_Material for this exercise_

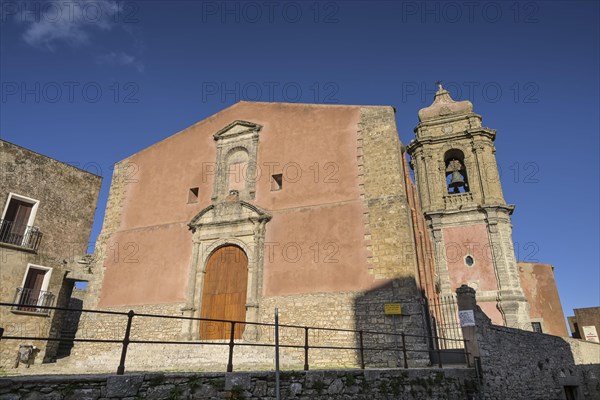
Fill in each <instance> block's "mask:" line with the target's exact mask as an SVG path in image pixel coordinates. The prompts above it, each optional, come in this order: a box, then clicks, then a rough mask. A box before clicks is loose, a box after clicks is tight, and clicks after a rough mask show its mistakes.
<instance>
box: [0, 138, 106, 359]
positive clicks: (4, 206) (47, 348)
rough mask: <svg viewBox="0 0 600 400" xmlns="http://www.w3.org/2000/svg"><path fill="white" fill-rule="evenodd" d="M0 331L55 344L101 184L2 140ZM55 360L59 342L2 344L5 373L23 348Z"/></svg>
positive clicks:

_Instructions for the task_
Look through the records and copy every line that has the word "positive".

_Written reply_
positive clicks: (4, 206) (47, 348)
positive clicks:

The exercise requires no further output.